[begin Record set]

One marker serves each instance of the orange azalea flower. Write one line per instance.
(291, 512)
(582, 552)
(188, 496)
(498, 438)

[end Record set]

**Your objective:** Can you reproduce every one of the records above, line for line, without changing a single character?

**Answer to this exercise:**
One marker serves each instance of the orange azalea flower. Write one line per instance.
(291, 512)
(582, 552)
(188, 496)
(498, 438)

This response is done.